[start RECORDS FOR THE EXERCISE]

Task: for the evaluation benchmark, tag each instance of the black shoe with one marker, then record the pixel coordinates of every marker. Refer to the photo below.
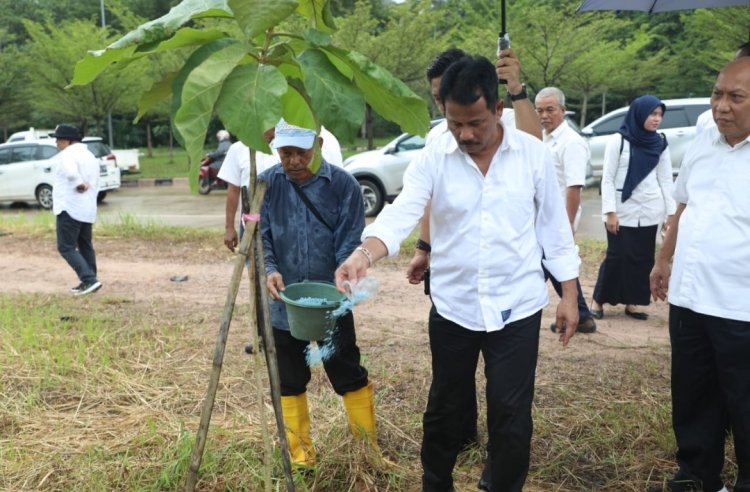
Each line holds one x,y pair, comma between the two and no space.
485,481
88,288
586,326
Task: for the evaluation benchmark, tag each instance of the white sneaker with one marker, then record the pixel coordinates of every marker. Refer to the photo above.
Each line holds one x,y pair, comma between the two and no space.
88,288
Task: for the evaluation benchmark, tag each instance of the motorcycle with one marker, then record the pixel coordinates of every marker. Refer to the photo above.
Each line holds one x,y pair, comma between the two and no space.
208,177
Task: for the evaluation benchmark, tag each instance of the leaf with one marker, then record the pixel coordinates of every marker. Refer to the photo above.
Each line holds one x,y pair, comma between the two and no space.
196,58
319,12
250,102
256,16
183,37
157,93
297,111
95,62
317,38
336,100
387,95
199,94
166,25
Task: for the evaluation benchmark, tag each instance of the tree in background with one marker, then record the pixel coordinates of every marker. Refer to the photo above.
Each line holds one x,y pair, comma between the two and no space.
252,80
52,52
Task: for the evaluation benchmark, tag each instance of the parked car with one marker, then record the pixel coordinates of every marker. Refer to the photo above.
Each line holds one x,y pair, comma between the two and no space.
678,126
30,134
26,170
380,172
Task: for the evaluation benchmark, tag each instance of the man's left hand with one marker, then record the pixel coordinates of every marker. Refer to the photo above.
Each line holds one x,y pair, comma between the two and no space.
567,318
508,68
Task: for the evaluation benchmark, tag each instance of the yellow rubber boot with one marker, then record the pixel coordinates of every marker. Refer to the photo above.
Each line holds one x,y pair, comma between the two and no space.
297,423
360,411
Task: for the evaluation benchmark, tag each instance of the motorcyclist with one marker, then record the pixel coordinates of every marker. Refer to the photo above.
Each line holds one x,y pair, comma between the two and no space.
217,156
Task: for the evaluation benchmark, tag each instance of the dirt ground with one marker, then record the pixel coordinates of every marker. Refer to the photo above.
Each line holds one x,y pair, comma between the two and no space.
134,270
392,325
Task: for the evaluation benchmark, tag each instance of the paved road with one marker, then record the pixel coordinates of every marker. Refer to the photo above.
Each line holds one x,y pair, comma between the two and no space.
168,205
175,205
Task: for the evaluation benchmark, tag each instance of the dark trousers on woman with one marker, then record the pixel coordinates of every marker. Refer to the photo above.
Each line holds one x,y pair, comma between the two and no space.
343,367
710,392
75,245
623,275
510,357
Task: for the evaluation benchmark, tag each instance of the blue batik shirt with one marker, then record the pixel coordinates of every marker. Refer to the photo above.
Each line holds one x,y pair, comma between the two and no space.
295,242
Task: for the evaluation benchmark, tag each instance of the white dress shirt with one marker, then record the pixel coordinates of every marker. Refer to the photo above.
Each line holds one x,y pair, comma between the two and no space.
651,199
488,232
236,166
75,165
508,118
572,154
705,120
711,265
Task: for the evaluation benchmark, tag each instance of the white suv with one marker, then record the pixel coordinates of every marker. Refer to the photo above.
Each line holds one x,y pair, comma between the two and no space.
26,170
678,126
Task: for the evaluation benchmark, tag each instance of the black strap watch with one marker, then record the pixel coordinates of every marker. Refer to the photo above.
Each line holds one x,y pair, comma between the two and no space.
520,95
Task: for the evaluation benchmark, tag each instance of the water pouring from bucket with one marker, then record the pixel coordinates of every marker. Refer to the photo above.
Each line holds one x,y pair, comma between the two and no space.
313,308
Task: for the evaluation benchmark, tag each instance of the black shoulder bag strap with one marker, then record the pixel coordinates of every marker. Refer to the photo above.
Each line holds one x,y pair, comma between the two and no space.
310,205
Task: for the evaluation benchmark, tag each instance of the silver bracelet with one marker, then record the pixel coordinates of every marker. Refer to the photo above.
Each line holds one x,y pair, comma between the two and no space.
367,254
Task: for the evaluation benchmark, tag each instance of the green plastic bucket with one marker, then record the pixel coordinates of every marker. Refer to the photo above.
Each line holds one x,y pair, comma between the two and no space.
308,321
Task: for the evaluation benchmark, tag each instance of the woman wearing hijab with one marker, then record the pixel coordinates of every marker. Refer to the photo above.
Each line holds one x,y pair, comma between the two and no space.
636,196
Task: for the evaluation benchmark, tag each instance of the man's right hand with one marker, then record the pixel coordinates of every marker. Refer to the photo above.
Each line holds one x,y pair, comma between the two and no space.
274,284
659,280
508,68
417,266
613,223
230,239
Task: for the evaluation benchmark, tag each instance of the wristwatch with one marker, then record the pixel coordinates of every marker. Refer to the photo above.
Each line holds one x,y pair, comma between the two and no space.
423,245
520,95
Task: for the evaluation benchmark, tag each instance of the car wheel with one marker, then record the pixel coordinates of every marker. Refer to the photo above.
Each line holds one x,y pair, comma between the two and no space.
204,186
44,196
372,197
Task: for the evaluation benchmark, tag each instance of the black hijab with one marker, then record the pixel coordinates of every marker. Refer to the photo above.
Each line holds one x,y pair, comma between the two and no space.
645,146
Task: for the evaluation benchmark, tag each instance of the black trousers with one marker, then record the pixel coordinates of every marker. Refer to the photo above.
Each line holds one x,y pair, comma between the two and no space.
75,245
710,392
343,368
510,357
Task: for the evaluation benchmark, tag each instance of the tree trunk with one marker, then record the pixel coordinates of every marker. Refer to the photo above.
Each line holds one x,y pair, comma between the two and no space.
584,109
149,142
368,128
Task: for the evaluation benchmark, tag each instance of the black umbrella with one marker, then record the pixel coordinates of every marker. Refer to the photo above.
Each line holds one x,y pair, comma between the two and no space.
657,5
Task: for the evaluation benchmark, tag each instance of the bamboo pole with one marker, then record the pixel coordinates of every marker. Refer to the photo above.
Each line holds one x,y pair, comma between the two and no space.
221,341
269,348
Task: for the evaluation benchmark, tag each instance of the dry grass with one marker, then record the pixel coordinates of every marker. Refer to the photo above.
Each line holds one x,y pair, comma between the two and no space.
110,400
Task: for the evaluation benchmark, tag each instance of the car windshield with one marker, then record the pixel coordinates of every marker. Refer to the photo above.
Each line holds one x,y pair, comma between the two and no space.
99,149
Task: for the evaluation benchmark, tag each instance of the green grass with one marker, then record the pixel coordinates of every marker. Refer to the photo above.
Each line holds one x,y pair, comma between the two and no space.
105,393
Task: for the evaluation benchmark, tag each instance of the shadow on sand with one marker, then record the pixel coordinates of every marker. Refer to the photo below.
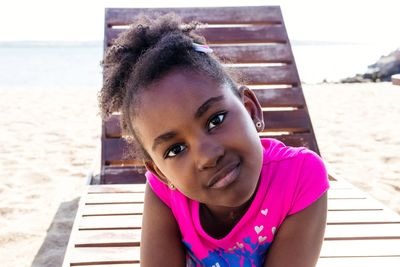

[end RECORDS FOR THE EXERCISE]

*WHAT YOU NEED TO DO*: Quote all of the items above word for word, leaving out the pictures.

*SOLUTION FOR THIS EXERCISE*:
Task: for the evaluation benchmark, tag each instance of the black shoe with one marker, then record the pixel coordinates of every marker. Refer to the photo below.
Each line holds one x,y pair, comma between the two and no space.
485,481
88,288
586,326
Task: for the evaluation benchmark, tag each instance of the white sneaker with one marker, then record the pixel coordinates of every marker. Refer to the photo above.
Each line holds one x,y pair, comma between the two and no space.
88,288
Task: for the evaluation benchmark, tag each instance of the motorcycle with one marker, then record the pixel coordinates of every marker. Refer to the photo above.
Each line holds one x,y pair, comma between the two and no space.
208,177
Task: for the evaluation benchmark, tag each instance of the leaf with one marker, then record the pixel coordinates of every marker. Refer to the photo above.
Each line holds one x,y pair, comma between the two and no space.
196,58
319,12
250,102
256,16
183,37
157,93
297,111
95,62
317,38
336,100
387,95
199,94
166,25
Task: for the evaluation benchmark, tag each instance of the tree in background with one marker, then record the pixel coordinates of every marker. Refer to the photo above.
Each line holds one x,y pair, comma between the two and no space.
252,80
52,52
Task: for the evaluation benchmark, tag each instance of the parked car with one marker, then record the pixel coordinates of every marker. Refer to the photo above.
Each line holds one x,y pair, comma between the two and no space.
678,126
30,134
26,170
380,172
Task: for the evaluation benchmark, tag each instance of the man's left hand with one marker, then record the pixel coordinates of every marker. Refer to the photo above.
Each line holds one x,y pair, comma between the two and no space.
567,318
508,68
Task: for the evaluation benchmark, tag each instance of the yellow rubber boot with one marker, then record the pixel coordinates of every marker. Refer to the photo above.
Each line holds one x,y pair, comma between the two and no space.
297,423
360,411
Task: for the evaluation benchmark, tag each instance of the motorcyclist with one marker, then record the pixel coordinates of every marker. Refer to the photo above.
Each line holds one x,y pair, comma between the two and no space.
217,156
Task: for the evaluation benchmark, tag each instance of the dirt ground with one marker, then record the pixel coordinates of every marker. Refer to the photo above.
Each line holds one x,y pair, comma between the two and no space.
134,270
392,325
Task: for the evaluation benchmark, tag each instance of the paved road with one marker, then record the pixel coordinates of every marker. Refer to the photo above.
Each line holds one x,y pair, comma between the two and no space.
168,205
175,205
Task: for the evaluation benchmark, tag each instance of the dark trousers on woman with one marker, then record the pixel coordinates of every marker. Refer to the photo above.
Each line holds one x,y pair, comma between the two and no space.
343,367
710,392
75,245
623,275
510,357
Task: for the evaluation benchmark, tag each instance of the blue batik shirt with one marker, then record the pixel coordinates of every marker. Refer to the photo above.
Each line holds one x,y pair, comma between the two and no space.
295,242
Task: for the evaluation benchmark, tag each instance of the white dress shirt with one marker, then record the pixel coordinates of every marker. Refer to the photo above.
Each line holds one x,y pair, comma between the two and no space.
651,199
488,232
236,166
75,165
508,118
572,154
705,120
711,265
Task: for the evaluation benchmark, tag each instance of the white suv with one marker, then record the pixel coordinates of every marker. Refer to the photo above.
Each line holds one x,y pair, comma between the two and no space.
26,170
678,126
Task: for the evaluation benchmark, tag each instance of the black strap watch with one marker, then record the pixel coordinates of every marker. Refer to the photo above.
Each line holds one x,y pair, comma between the two and no space.
520,95
Task: for the evaluation benchmark, tag each instance of the water pouring from bucket with one marker, then record the pixel coordinates of every marker. Refer to the photo above.
Each line holds one x,y pair, comma between the two and no space.
313,308
Task: for the evaluation benchmark, tag each instance of the black shoulder bag strap with one marker, then record the pixel coordinates of every marker. Refer to the photo above.
Each line holds one x,y pair, comma between the two and no space.
310,205
Task: for the evaluation benchmark, tag each instance of the silver bracelet with one marker, then record the pixel coordinates of every marker. Refer to the photo above.
Each line holds one x,y pair, comma between the two and no space.
367,254
Task: for the evaluation benchmark, tag each instance of the green plastic bucket with one marker, then record the pixel coordinates of every marker. Refer to the photo above.
Each line holds one x,y pair, comma between the two and no space.
308,321
Task: for the evaluation benchmark, tag each instance of the woman wearing hijab with one marker, then record the pixel coordinates of every marker. Refer to the photo above.
Each line holds one x,y pair, comma between the two and no space.
636,196
Task: for the evaluation benchmark, tag each instance of the man's right hand with one marker, then record the pixel coordinates of every marker. Refer to the photo above.
Each line holds one x,y pair, comma between the two and no space.
274,284
659,280
508,68
417,266
613,223
230,239
Task: for the evaluation benchmark, tag each instance of the wristwatch with one marker, then record the pixel coordinates of every marker. Refer to the photo above.
Each line holds one x,y pair, comma between the two and no space.
423,245
520,95
Task: for the evaluation benchmark, tag each instance of the car wheel with one marker, then record the pixel coordinates of every marker. Refer to the photo above.
Each line holds one x,y pair, comma between the two and no space.
204,186
44,196
372,197
Task: for the evaluation benchmark, tag each instance of the black hijab with one marker, then record the pixel coordinates of every marker. Refer to the photo above.
Each line holds one x,y pair, comma between the two and no space.
645,146
Task: for the evaluation benchmark, tag each instance of the black trousers with one marker, then record the pixel coordinates of every marker. Refer to the photo above.
Each line holds one x,y pair, comma between the two and no space.
75,245
710,392
343,368
510,357
Task: for the evaluation benchmark, tag each instance of the tree trunk with one marker, then record the pixel coordinates of every marker. Refer to the photo above.
Each line holds one x,y pair, comma between the two and no space.
584,109
149,142
368,128
Task: for the evaluation benchmark, tag each instance of the black umbrella with one marker, then record the pixel coordinates of every marker. Refer to the photo above.
Each line holds one x,y pair, comma between the two and no space.
657,5
Task: for the evaluation benchmark, tag each instance of the bamboo pole with one marker, then record the pixel coordinates of every marker. Refer to the photo above.
Each line holds one x,y pair, comma between the two and no space.
221,341
269,348
Task: for the evaluation benchmark, tag each instance of the dry grass with one marker, then record the pixel coordinates of every marker. Refer to the photo above.
Each line holds one x,y pair, comma between the two and no space.
110,400
Task: for the evaluation benchmark, tag each instance of the car windshield with one marker, then record the pixel coordinates of every marker. Refer to the photo above.
Each line holds one x,y pair, comma between the two and no space.
99,149
Task: for the evaluation benchmark, tag each instance of the green grass with one marker, then record the pixel coordinates of every marker. Refer to the photo above.
Each line holds one x,y pair, comma between the two and no space.
105,393
Task: for the evaluation benchmark, tag each instance of the shadow on sand with one marker, then record the pixel coordinates of every marker. Refer to the photo below.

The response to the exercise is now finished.